# Direction
Locate every line in the data below that contains the word "black", and copy each of those lines. Treat uppercase and lowercase letters as different.

# Recorded information
****************************************

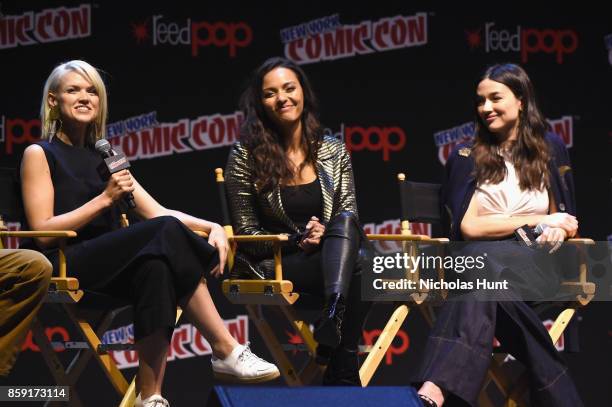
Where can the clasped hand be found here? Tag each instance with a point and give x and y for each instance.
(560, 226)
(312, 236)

****************************************

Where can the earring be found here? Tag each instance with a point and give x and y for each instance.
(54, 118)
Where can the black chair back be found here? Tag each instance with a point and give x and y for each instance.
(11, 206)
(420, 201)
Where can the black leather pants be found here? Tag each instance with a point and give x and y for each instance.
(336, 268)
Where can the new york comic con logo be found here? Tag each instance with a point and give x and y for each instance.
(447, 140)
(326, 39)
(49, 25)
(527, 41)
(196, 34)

****************************************

# Exercise output
Where can the black chair back be found here? Tag each instance with a point and give x and y for each instance.
Where can the black leather pants be found here? Tag each instance with a point and give x and y for each instance.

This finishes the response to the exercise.